- [Prompt] Return the entries in full, exactly as written.

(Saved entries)
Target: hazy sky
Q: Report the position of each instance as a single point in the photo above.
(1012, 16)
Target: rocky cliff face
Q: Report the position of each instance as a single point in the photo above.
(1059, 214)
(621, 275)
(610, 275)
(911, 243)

- [Solution below]
Target: hazy sky
Q: Report the position of each instance as a single point in the photo above.
(1012, 16)
Target: rocky cliff face
Q: Report the position of each instance as a single point in the photo above.
(1059, 214)
(621, 275)
(610, 275)
(911, 243)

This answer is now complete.